### Aim of the task
Please revise the data below by changing every "instance" to "occurrence", leaving all other text as it is.

━━━━

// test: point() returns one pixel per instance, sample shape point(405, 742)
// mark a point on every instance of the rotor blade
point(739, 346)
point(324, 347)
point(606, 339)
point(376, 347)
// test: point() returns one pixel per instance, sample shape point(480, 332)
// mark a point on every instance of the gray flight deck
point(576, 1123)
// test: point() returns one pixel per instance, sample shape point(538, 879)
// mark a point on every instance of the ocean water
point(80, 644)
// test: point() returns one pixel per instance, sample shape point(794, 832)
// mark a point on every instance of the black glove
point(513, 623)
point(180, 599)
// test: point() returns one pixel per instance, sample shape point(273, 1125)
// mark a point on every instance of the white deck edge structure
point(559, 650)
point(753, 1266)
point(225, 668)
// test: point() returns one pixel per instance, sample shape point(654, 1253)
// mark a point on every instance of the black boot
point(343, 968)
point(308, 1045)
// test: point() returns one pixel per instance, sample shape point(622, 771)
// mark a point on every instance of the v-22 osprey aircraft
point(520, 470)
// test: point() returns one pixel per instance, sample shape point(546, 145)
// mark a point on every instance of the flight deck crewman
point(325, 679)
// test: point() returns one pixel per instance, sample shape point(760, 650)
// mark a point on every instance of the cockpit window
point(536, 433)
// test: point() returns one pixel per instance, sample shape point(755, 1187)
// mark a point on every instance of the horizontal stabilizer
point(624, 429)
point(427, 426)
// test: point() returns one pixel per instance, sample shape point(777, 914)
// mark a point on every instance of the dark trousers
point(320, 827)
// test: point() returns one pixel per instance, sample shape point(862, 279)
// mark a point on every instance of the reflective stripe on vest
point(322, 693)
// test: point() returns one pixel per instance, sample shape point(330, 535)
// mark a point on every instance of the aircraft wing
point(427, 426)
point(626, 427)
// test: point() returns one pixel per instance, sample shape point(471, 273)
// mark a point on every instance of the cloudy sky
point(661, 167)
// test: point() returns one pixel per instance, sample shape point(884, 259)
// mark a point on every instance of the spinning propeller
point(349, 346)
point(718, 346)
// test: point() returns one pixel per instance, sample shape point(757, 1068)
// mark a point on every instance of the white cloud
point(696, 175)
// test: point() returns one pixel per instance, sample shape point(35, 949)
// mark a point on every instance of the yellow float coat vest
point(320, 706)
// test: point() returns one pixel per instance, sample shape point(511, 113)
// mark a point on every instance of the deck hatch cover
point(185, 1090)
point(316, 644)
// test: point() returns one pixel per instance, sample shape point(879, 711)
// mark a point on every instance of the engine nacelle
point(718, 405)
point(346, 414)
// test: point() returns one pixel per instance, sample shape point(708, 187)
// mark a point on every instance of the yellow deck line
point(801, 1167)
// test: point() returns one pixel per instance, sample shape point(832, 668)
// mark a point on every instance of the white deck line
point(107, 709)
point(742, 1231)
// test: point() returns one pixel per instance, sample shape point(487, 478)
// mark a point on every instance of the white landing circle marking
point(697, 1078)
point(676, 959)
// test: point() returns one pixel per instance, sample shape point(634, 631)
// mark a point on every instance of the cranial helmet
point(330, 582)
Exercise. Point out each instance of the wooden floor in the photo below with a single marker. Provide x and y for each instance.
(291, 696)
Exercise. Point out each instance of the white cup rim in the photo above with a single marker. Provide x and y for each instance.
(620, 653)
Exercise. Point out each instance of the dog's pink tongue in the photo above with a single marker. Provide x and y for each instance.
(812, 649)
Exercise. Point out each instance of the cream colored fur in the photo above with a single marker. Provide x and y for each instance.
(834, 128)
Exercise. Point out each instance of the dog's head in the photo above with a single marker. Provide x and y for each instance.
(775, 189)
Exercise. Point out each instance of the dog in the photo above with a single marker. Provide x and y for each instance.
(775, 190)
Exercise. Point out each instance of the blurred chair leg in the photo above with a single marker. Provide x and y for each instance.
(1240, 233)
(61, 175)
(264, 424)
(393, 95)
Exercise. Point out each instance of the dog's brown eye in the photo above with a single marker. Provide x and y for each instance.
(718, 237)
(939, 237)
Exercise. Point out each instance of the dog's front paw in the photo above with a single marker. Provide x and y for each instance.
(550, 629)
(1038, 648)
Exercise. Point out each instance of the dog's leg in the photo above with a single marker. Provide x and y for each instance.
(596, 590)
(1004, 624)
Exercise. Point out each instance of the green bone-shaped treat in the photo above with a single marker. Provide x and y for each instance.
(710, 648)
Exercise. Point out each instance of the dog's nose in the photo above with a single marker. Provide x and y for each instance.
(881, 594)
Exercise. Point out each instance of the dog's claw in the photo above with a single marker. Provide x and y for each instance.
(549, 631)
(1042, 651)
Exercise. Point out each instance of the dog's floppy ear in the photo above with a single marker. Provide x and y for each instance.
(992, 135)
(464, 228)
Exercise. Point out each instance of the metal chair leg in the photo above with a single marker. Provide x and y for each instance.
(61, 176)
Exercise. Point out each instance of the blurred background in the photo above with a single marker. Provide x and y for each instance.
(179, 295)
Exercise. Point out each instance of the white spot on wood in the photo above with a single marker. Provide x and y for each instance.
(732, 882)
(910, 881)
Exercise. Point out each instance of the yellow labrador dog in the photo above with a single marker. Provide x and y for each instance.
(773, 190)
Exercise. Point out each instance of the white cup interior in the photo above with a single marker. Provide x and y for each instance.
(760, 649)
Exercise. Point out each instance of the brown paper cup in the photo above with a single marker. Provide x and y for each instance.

━━━━

### Task result
// test: point() returns one pixel per occurrence, sample shape point(405, 742)
// mark a point on every occurrence of the rotor blade
point(739, 346)
point(324, 347)
point(606, 339)
point(376, 347)
// test: point() returns one pixel per occurrence, sample shape point(480, 332)
// mark a point on every occurrence of the gray flight deck
point(576, 1123)
// test: point() returns one pixel per occurrence, sample shape point(538, 879)
// mark a point on every occurrence of the ocean water
point(80, 644)
// test: point() returns one pixel per occurrence, sample shape point(794, 832)
// mark a point on every occurrence of the black glove
point(513, 623)
point(180, 599)
// test: point() returns one pixel per occurrence, sample shape point(273, 1125)
// mark a point on every occurrence of the white deck edge structure
point(559, 650)
point(753, 1266)
point(225, 668)
// test: point() returns one pixel per occurrence, sample shape point(654, 1253)
// mark a point on every occurrence of the black boot
point(343, 968)
point(308, 1045)
// test: point() returns one pixel per occurrence, sample shape point(622, 771)
// mark a point on every occurrence of the v-22 osprey aircraft
point(520, 470)
// test: point() returns one pixel per occurrence, sample shape point(546, 145)
// mark a point on every occurrence of the flight deck crewman
point(325, 679)
// test: point() returns one pixel per occurrence, sample shape point(760, 650)
// mark a point on every occurrence of the cockpit window
point(536, 433)
// test: point() returns one pixel per occurrence, sample shape point(755, 1187)
// mark a point on every occurrence of the horizontal stabilizer
point(624, 429)
point(427, 426)
// test: point() returns one pixel per occurrence, sample shape point(777, 914)
// mark a point on every occurrence of the dark trousers
point(320, 827)
// test: point() returns one pixel per occurrence, sample shape point(862, 279)
// mark a point on every occurrence of the reflective stripe on vest
point(322, 693)
// test: point() returns one pixel per occurrence, sample shape point(330, 535)
// mark a point on every occurrence of the aircraft wing
point(427, 426)
point(626, 427)
// test: point() returns one pixel per occurrence, sample shape point(471, 273)
// mark a point on every occurrence of the cloudy sky
point(661, 167)
// test: point() returns one pixel per occurrence, sample shape point(884, 259)
// mark a point on every occurrence of the spinning propeller
point(349, 346)
point(718, 346)
// test: point() returns one pixel per occurrence, sample shape point(757, 1068)
// mark a point on every occurrence of the white cloud
point(696, 175)
// test: point() returns one pixel per occurrence, sample shape point(35, 949)
// mark a point on every occurrence of the yellow float coat vest
point(320, 706)
// test: point() returns one pixel per occurrence, sample shape point(511, 113)
// mark a point on every occurrence of the deck hatch cover
point(185, 1090)
point(316, 644)
// test: point() returns one pixel per occurrence, sample shape point(879, 711)
// mark a point on every occurrence of the engine nacelle
point(718, 405)
point(346, 414)
// test: point() returns one pixel per occurrence, sample shape point(708, 187)
// mark a point on every occurrence of the yellow deck line
point(801, 1167)
// test: point() returns one pixel per occurrence, sample shape point(832, 668)
// mark a point on every occurrence of the white deck line
point(107, 709)
point(742, 1231)
// test: point() returns one pixel per occurrence, sample shape point(487, 478)
// mark a point on every occurrence of the white landing circle marking
point(697, 1078)
point(676, 959)
// test: point() returns one pixel per occurrence, sample shape point(634, 631)
// mark a point on every occurrence of the cranial helmet
point(330, 582)
Exercise. Point out each occurrence of the wooden floor in the photo below with a single marker. Provide x and y for each occurrence.
(291, 696)
Exercise. Point out each occurrence of the white cup rim in the photo above with a single marker. Provide x and y for each occurrence.
(620, 653)
Exercise. Point out each occurrence of the dog's pink tongue in the photo above with a single marker. Provide x and y for each occurrence.
(812, 649)
Exercise. Point out each occurrence of the cream colored fur in the photo above with a single marker. Provide x and y for each occurrence.
(834, 128)
Exercise. Point out each occurrence of the dog's head in the photo above with a single marker. Provide x and y for each occurrence.
(775, 189)
Exercise. Point out each occurrence of the dog in the photo above with a single marker. Provide x and y for each occurrence.
(775, 190)
Exercise. Point out each occurrence of the blurred chair leg in the photo above with a single marker. Provide x and y for each occurrence.
(1240, 233)
(61, 175)
(264, 424)
(393, 95)
Exercise. Point out each occurrence of the dog's brown eye in the photo above with a single marker. Provide x and y for each occurrence.
(718, 237)
(939, 237)
Exercise. Point out each occurrence of the dog's front paw in the photo above with a single marker. Provide x and y for each occurrence.
(550, 629)
(1038, 648)
Exercise. Point out each occurrence of the dog's leg in the photo above with a single marker. Provide x and y for each occurrence.
(596, 590)
(1004, 624)
Exercise. Point out each occurrence of the green bone-shaped treat in the photo above with a single marker. Provide x and y for each occurrence.
(710, 648)
Exercise. Point out each occurrence of the dog's nose in the photo above with a single marker. Provide x and y for each occurrence.
(881, 594)
Exercise. Point out each occurrence of the dog's claw in the photo above with a single marker. Provide x and y for each occurrence.
(549, 631)
(1042, 651)
Exercise. Point out each occurrence of the dog's floppy ear in the photo above with a single marker. Provide x and y for each occurrence.
(992, 135)
(464, 228)
Exercise. Point out each occurrence of the metal chair leg in the photo above with a single marker. Provide x and y for each occurrence.
(61, 176)
Exercise. Point out each occurrence of the blurred background in the photo above with a single marker. Provide x and y for each occurrence.
(179, 295)
Exercise. Point out each occurrence of the white spot on wood in the photo above with a single marker. Provide x and y for each occurrence.
(732, 882)
(910, 881)
Exercise. Point out each occurrence of the yellow labrador dog in the photo above with a single marker. Provide x and y for each occurrence.
(773, 190)
Exercise. Point out each occurrence of the white cup interior in the photo above with a single marker. Provide x and y for each occurrence.
(760, 649)
Exercise. Point out each occurrence of the brown paper cup in the photo above with a single marker. Provide x and y for each occurrence.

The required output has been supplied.